Newman v. Granger, Civ. A. No. 9851.
Decision Date | 17 May 1956 |
Docket Number | Civ. A. No. 9851. |
Citation | 141 F. Supp. 37 |
Parties | Samuel A. NEWMAN and Helen B. Newman, his wife, Plaintiffs, v. Stanley GRANGER, Collector of Internal Revenue, Defendant. |
Court | U.S. District Court — Eastern District of Pennsylvania |
Leonard Shapiro, Pittsburgh, Pa., for plaintiff.
D. Malcolm Anderson, Jr., U. S. Atty., Pittsburgh, Pa., Charles K. Rice, Acting Asst. Atty. Gen., Richard M. Roberts, Atty., Dept. of Justice, Washington, D. C., for defendant.
This is an action to recover income taxes allegedly unlawfully assessed and collected under the Internal Revenue Code of 1939, as amended, 26 U.S.C.A.
At the pre-trial conference held pursuant to Rule 16, Fed.R.Civ.P., 28 U.S. C.A., it was agreed by the parties, and the Court so finds, as follows:
1. Plaintiffs, Samuel A. Newman and Helen B. Newman, are husband and wife.
2. The income taxes involved were paid to defendant who was then Collector of Internal Revenue for the 23rd District of Pennsylvania.
3. Samuel A. Newman was a Lieutenant Commander in the United States Naval Reserve. He was called into active service on or about February 16, 1941 and was thereafter assigned to the Island of Guam where he was captured by the Japanese on December 11, 1941 and removed to a prison camp in Japan. He was released in August of 1945.
4. The plaintiffs owned a dwelling house in Pittsburgh as tenants by the entireties; the furniture therein was owned by them in the same manner. This house was rented furnished during the years 1942, 1943 and 1944, and the gross rental income at the rate of $1,500 per year was received by Mrs. Newman.
5. When called into active service, Mr. Newman was an employee of the Gulf Oil Corporation in its Pittsburgh, Pennsylvania, office.
6. Mr. Newman's employer, Gulf Oil Corporation, pursuant to an arrangement with its employees in military service paid certain sums to Mrs. Newman during the years 1942, 1943 and 1944.
7. Such sums paid to Mrs. Newman by Gulf Oil Corporation represented Samuel A. Newman's compensation paid to his family.
8. Mr. Newman received his service pay, accumulated while he was a prisoner of war, in Washington, D. C., after his release in 1945.
9. The parties have agreed that the claim for refund of 1945 income taxes is barred by the statute of limitations.
10. Plaintiffs filed timely income tax returns for the calendar years 1942, 1943 and 1944.
11. Thereafter, plaintiffs filed timely claims for refund of income taxes for 1942, 1943 and 1944, asserting that the United States Navy service pay of Samuel A. Newman, attributable to the period of time during which he was a prisoner of war, is exempt from taxation under § 251(i) of the Internal Revenue Code of 1939, as amended.1
The court finds as an ultimate fact that:
12. Neither the compensation received from Gulf Oil Corporation nor the rental income received from the furnished Pittsburgh dwelling was income derived from a source within a possession of the United States.

Recorded data:
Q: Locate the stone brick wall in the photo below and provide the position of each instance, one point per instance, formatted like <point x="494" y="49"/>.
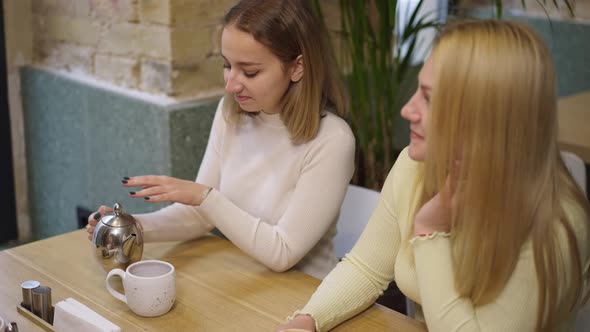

The tasks:
1 - For the Newman v. Granger decision, state whether each statement agrees with it, answering yes or no and quoting the deciding words: (a) Samuel A. Newman was captured by the Japanese on Guam in December 1941; (b) the Pittsburgh dwelling was rented unfurnished during 1942, 1943 and 1944; (c) the parties agreed that the claim for refund of 1945 income taxes is barred.
2 - From the Newman v. Granger decision, reproduce word for word the part that opens with the words containing "7. Such sums" and closes with "statute of limitations.".

Outputs in order:
1 -
(a) Yes: "assigned to the Island of Guam where he was captured by the Japanese on December 11, 1941"
(b) No: "This house was rented furnished during the years 1942, 1943 and 1944"
(c) Yes: "The parties have agreed that the claim for refund of 1945 income taxes is barred by the statute of limitations."

2 -
7. Such sums paid to Mrs. Newman by Gulf Oil Corporation represented Samuel A. Newman's compensation paid to his family.
8. Mr. Newman received his service pay, accumulated while he was a prisoner of war, in Washington, D. C., after his release in 1945.
9. The parties have agreed that the claim for refund of 1945 income taxes is barred by the statute of limitations.